((

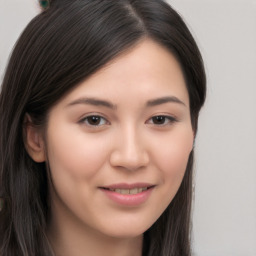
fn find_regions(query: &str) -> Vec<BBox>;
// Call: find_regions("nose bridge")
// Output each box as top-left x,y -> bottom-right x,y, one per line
111,124 -> 149,170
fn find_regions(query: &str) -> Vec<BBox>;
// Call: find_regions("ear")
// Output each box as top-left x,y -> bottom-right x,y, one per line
23,114 -> 46,163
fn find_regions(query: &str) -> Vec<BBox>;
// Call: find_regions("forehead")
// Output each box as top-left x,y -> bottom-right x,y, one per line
59,39 -> 189,105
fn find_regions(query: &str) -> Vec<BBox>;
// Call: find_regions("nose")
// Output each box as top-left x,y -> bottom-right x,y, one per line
110,127 -> 149,171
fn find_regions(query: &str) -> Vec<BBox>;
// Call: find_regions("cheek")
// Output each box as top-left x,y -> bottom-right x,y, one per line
47,124 -> 112,182
151,127 -> 193,188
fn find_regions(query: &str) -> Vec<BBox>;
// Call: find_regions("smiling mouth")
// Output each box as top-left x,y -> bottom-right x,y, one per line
102,186 -> 153,195
103,187 -> 148,195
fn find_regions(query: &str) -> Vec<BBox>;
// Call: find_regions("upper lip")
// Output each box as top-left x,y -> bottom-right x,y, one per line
101,182 -> 155,189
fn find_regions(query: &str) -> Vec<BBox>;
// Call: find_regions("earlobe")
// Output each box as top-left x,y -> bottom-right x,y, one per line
23,114 -> 46,163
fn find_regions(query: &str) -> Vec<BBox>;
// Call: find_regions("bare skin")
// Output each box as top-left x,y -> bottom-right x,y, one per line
27,39 -> 194,256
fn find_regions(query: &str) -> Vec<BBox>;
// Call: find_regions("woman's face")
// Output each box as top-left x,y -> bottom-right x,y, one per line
42,39 -> 193,237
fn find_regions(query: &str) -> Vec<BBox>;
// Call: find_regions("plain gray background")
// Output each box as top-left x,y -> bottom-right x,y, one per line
0,0 -> 256,256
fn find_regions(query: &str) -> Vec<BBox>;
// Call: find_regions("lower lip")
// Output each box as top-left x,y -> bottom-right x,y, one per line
101,187 -> 154,206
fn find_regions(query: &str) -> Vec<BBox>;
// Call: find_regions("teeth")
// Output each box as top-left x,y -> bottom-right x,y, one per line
110,188 -> 147,195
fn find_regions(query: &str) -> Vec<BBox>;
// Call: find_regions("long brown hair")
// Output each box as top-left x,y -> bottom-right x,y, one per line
0,0 -> 206,256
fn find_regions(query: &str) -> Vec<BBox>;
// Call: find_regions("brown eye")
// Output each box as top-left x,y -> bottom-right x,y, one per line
80,115 -> 107,126
151,115 -> 176,125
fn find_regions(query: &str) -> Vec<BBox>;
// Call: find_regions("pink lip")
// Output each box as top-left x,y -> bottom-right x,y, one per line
104,182 -> 154,189
100,183 -> 155,207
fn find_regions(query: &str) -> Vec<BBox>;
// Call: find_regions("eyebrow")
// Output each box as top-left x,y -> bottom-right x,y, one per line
67,96 -> 186,110
68,98 -> 117,109
146,96 -> 186,107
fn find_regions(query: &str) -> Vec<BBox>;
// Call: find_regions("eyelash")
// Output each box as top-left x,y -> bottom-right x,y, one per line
79,115 -> 178,128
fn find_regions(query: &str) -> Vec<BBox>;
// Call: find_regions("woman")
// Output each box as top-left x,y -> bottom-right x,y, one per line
0,0 -> 206,256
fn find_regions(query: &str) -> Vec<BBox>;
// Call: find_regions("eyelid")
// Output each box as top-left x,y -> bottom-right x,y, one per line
147,114 -> 178,127
78,113 -> 110,128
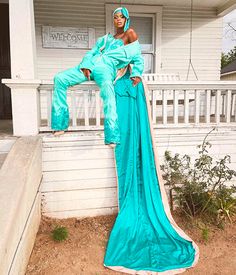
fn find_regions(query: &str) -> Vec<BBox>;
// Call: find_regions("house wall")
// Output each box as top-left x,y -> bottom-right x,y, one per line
220,73 -> 236,80
34,0 -> 222,80
40,126 -> 236,218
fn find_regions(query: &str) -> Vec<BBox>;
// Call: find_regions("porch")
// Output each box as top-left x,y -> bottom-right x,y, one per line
0,0 -> 236,274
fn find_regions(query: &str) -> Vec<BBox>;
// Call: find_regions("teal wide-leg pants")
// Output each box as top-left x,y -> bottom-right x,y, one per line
51,60 -> 120,144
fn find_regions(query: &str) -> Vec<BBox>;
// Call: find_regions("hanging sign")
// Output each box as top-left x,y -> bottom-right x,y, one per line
42,26 -> 95,49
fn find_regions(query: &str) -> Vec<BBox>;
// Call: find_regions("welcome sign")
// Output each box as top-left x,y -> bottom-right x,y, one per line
42,26 -> 95,49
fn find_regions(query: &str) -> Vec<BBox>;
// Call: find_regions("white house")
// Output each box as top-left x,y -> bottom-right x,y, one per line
0,0 -> 236,274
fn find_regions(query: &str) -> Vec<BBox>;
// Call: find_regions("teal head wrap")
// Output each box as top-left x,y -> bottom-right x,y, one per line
113,7 -> 130,32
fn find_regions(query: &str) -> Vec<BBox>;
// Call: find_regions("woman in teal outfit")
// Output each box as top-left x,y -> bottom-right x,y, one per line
100,5 -> 199,275
51,8 -> 144,147
52,7 -> 199,275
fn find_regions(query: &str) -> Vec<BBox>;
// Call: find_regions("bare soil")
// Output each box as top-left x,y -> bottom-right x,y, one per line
26,214 -> 236,275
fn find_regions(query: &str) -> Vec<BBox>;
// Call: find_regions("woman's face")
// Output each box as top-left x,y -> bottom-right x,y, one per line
113,12 -> 126,28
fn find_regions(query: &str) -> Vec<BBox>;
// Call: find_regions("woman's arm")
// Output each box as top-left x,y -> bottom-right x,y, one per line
80,37 -> 103,71
128,28 -> 144,86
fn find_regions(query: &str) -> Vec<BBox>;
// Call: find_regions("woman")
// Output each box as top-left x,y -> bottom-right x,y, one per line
51,7 -> 144,147
103,5 -> 199,275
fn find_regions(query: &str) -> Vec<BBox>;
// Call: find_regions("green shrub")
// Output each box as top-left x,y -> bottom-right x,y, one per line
161,128 -> 236,226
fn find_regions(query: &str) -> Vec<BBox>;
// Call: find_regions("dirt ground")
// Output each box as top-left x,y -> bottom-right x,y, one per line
26,214 -> 236,275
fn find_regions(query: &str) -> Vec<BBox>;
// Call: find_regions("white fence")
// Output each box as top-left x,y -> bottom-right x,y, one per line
39,78 -> 236,131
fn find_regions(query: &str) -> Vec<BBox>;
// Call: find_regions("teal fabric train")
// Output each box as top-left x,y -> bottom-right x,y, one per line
104,70 -> 199,274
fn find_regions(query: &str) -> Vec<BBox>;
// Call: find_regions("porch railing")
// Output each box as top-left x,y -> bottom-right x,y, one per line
2,75 -> 236,136
39,78 -> 236,131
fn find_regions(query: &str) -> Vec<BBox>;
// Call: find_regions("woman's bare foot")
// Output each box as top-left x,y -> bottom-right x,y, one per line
53,131 -> 65,137
107,143 -> 116,148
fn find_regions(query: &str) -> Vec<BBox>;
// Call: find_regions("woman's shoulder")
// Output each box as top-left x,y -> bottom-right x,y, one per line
126,28 -> 138,43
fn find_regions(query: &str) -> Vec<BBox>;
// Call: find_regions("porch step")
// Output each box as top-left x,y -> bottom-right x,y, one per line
40,126 -> 236,218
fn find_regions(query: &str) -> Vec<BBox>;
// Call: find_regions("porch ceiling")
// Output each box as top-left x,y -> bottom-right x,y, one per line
121,0 -> 236,16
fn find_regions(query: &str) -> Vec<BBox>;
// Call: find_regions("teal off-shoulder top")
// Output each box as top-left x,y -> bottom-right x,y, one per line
79,33 -> 144,78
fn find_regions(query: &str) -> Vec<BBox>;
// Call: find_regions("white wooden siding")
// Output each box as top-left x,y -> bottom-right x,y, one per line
34,0 -> 222,80
40,127 -> 236,218
161,6 -> 222,80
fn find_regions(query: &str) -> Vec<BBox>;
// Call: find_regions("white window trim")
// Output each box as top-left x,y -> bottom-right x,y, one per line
105,4 -> 162,73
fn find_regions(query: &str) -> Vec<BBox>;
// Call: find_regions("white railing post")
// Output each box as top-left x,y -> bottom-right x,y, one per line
194,89 -> 200,124
173,90 -> 179,124
184,90 -> 189,124
3,79 -> 40,136
215,90 -> 221,124
162,89 -> 168,125
225,90 -> 232,122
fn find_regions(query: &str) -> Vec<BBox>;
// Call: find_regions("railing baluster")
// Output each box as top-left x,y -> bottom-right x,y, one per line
194,89 -> 200,124
184,90 -> 189,123
205,90 -> 211,123
70,90 -> 77,126
162,89 -> 168,124
226,90 -> 232,122
47,89 -> 52,128
173,90 -> 179,124
94,91 -> 101,126
84,91 -> 89,126
152,90 -> 157,124
215,90 -> 221,123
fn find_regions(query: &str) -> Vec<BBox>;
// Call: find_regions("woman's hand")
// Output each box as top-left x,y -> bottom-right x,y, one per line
81,68 -> 91,80
131,76 -> 142,87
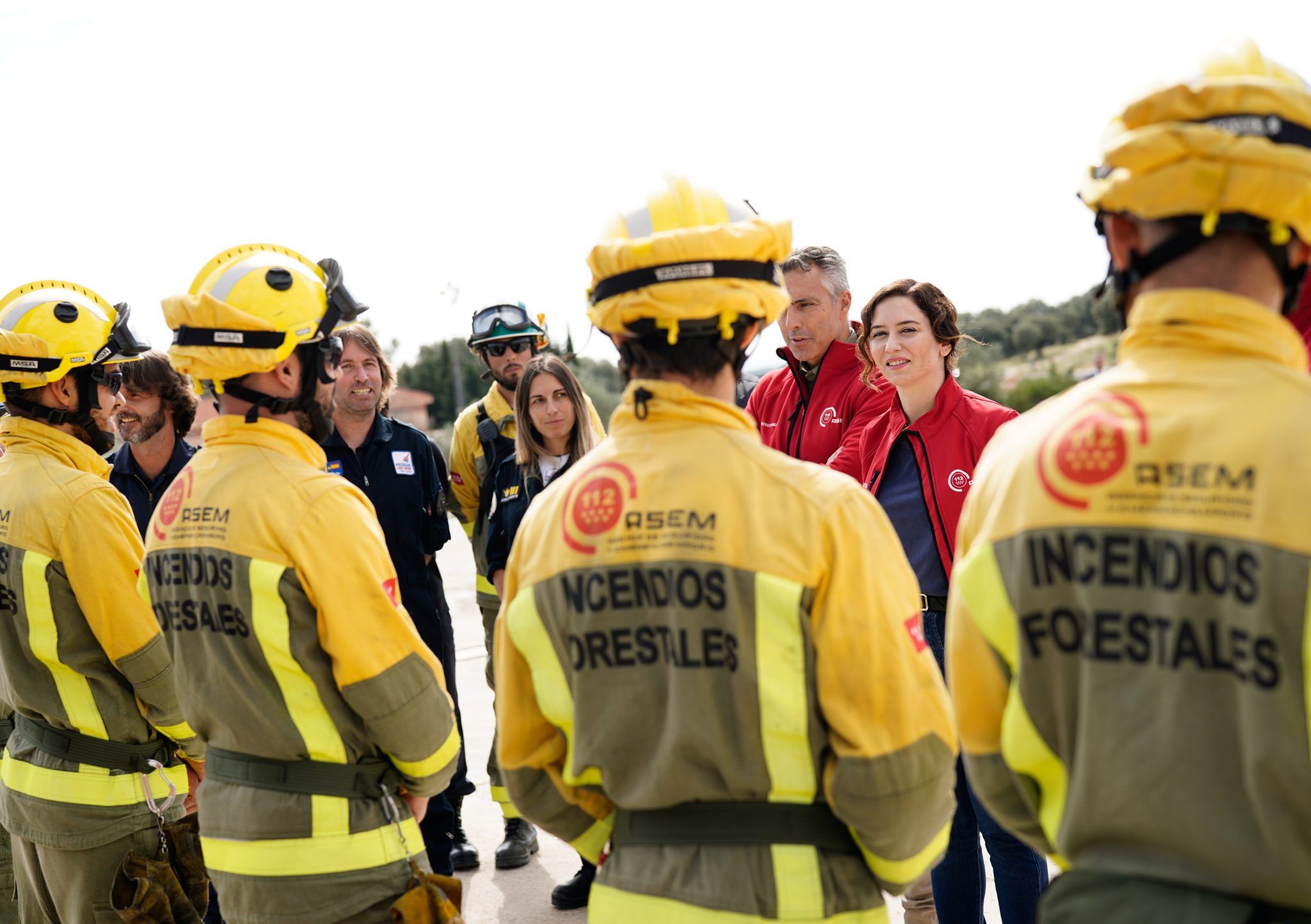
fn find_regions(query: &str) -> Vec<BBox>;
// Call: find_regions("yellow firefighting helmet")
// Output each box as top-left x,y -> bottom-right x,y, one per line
1079,40 -> 1311,246
164,244 -> 366,390
0,279 -> 149,388
588,179 -> 792,344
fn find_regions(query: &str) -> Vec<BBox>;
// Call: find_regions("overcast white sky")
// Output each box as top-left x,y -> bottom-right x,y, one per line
0,0 -> 1295,359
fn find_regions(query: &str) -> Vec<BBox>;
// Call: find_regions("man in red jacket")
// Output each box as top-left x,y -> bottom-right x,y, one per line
746,246 -> 897,481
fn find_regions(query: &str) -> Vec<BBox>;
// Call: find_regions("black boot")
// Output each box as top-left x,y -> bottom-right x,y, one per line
495,818 -> 538,869
451,798 -> 479,869
551,860 -> 597,911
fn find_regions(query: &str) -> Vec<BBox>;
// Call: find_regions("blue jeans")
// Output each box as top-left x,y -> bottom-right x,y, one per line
924,609 -> 1047,924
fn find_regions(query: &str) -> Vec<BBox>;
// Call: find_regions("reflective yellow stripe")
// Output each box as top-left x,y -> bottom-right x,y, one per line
387,719 -> 460,779
504,587 -> 602,786
200,818 -> 424,877
952,543 -> 1068,844
590,880 -> 887,924
0,749 -> 188,806
250,560 -> 355,838
1302,574 -> 1311,765
851,818 -> 954,885
569,811 -> 615,863
155,722 -> 197,740
22,552 -> 109,740
769,844 -> 823,921
755,573 -> 816,802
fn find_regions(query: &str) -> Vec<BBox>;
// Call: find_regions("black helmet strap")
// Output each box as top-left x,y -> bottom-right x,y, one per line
4,365 -> 114,455
1096,212 -> 1307,317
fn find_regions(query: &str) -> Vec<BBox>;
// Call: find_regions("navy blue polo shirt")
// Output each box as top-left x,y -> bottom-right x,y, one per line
109,436 -> 197,538
323,414 -> 451,633
876,436 -> 947,596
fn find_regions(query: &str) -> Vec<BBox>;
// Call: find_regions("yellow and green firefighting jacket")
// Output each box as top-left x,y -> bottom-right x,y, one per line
447,381 -> 606,609
141,414 -> 460,923
947,290 -> 1311,908
0,417 -> 204,849
495,380 -> 956,924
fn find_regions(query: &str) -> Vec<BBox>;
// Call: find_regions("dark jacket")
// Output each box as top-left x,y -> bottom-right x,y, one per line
746,324 -> 897,480
860,376 -> 1018,580
109,436 -> 199,536
323,414 -> 451,624
485,455 -> 573,580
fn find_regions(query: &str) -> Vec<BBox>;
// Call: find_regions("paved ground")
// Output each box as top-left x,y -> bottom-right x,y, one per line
438,523 -> 1017,924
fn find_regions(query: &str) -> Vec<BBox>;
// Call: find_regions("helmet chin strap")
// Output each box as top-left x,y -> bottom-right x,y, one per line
1096,215 -> 1307,323
223,349 -> 333,443
4,369 -> 114,456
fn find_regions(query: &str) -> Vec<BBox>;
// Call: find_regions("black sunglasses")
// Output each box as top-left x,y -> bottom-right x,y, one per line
483,337 -> 538,358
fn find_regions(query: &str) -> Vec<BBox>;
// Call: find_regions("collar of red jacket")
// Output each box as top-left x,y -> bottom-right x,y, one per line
882,375 -> 965,439
202,414 -> 328,470
1120,289 -> 1307,372
0,417 -> 110,479
775,321 -> 860,385
609,379 -> 759,438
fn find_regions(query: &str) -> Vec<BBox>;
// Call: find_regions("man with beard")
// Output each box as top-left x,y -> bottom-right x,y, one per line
323,324 -> 473,874
449,304 -> 606,869
109,350 -> 197,536
141,244 -> 460,924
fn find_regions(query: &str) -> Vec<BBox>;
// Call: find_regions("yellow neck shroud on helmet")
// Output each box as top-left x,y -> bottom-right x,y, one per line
1079,42 -> 1311,245
588,180 -> 792,344
164,244 -> 364,392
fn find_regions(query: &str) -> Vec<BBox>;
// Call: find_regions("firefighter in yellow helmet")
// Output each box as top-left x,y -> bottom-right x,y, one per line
495,180 -> 956,924
141,244 -> 460,924
947,42 -> 1311,924
0,280 -> 204,924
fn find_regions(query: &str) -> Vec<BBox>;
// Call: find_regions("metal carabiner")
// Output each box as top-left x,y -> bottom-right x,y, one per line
140,758 -> 177,857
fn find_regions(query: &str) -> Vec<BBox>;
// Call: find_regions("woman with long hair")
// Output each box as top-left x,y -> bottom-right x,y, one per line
856,279 -> 1047,924
488,353 -> 598,908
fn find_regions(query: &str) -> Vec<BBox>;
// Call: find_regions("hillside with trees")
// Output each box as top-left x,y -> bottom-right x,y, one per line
398,287 -> 1120,430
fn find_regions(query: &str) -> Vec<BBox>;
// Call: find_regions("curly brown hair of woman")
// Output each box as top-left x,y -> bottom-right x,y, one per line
856,279 -> 985,390
118,350 -> 199,438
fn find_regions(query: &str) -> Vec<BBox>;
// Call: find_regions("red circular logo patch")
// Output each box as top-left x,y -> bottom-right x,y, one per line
1057,411 -> 1127,485
151,465 -> 191,539
573,474 -> 624,536
559,463 -> 637,554
1038,392 -> 1147,510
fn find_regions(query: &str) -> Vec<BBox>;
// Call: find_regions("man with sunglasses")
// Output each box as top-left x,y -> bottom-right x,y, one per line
0,280 -> 204,924
451,304 -> 606,869
141,244 -> 460,924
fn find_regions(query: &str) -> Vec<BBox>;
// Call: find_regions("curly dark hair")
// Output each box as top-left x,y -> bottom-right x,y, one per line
118,350 -> 199,438
856,279 -> 982,388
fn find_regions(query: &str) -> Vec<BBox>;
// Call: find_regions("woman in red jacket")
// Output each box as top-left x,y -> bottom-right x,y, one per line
856,279 -> 1047,924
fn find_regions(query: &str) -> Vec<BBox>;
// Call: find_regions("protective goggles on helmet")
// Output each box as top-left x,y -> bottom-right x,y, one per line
90,301 -> 151,367
469,305 -> 539,344
480,337 -> 538,359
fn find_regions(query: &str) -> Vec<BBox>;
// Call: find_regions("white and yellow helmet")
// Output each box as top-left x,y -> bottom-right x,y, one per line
164,244 -> 367,389
588,177 -> 792,344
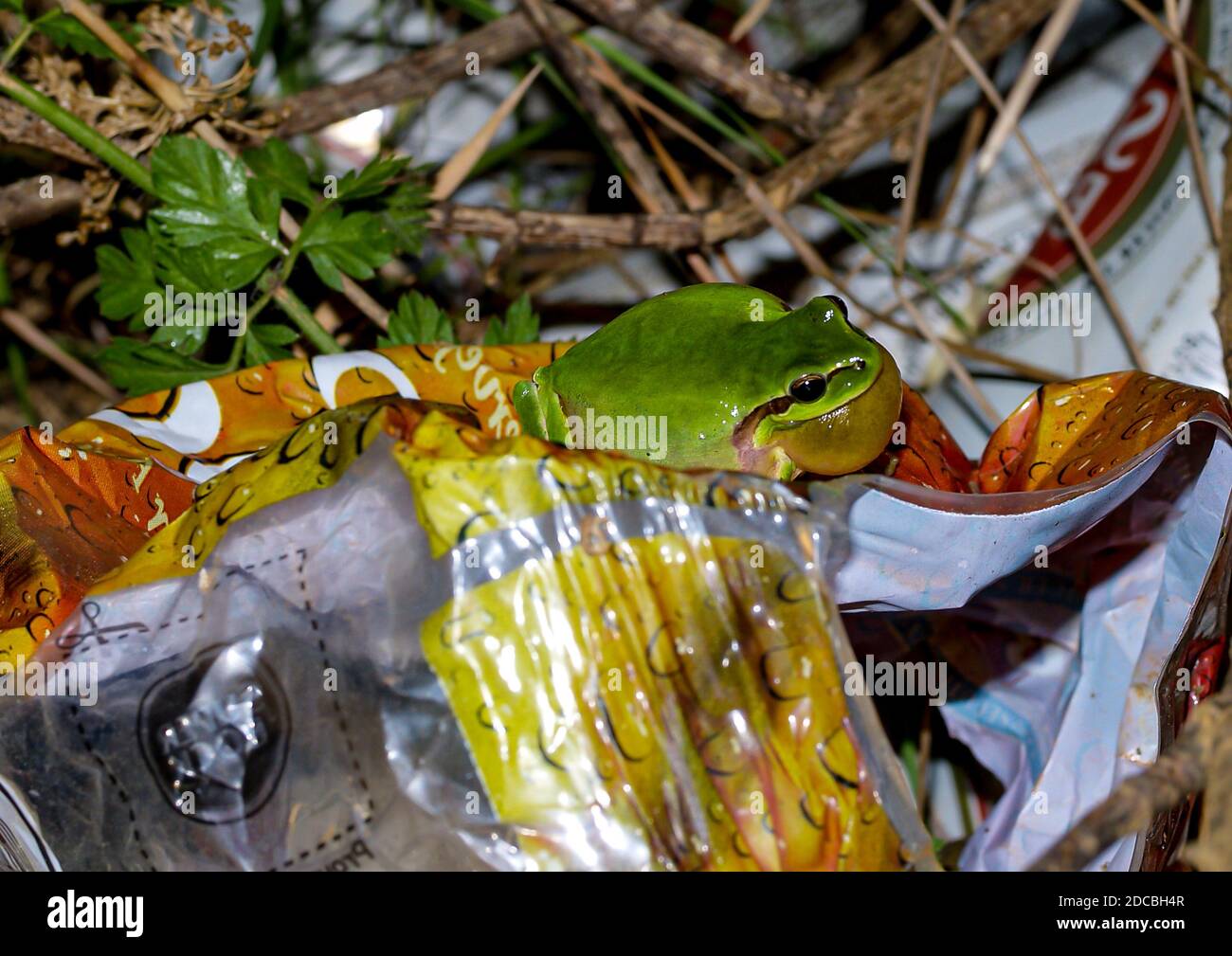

))

**Given request**
Repeat the items word for word from the start through the line containing "110,127 -> 149,171", including that line, and leave the pictures out.

**Answer**
fn find_regions(query: &str) -> Vec<BBox>;
// Call: find_regions("nose bridge")
// Output each box as top-left x,y -> bottom-right x,y, one per line
111,124 -> 149,170
fn find_regions(query: &str) -> Vec<BBox>;
// Call: find_regions("ear")
// Output each box as top-left x,y -> bottom-right x,y, one per line
23,114 -> 46,163
fn find_regions(query: &str) -> Vec<BBox>;
// Call: find_regions("forehead")
// Output each box as top-left x,y -> bottom-right x,y, one per line
59,39 -> 189,105
fn find_regions(query: &str) -> Vec<BBox>;
// Call: find_regions("nose")
// Output each box as top-left x,y -> bottom-right x,y, one per line
110,127 -> 149,171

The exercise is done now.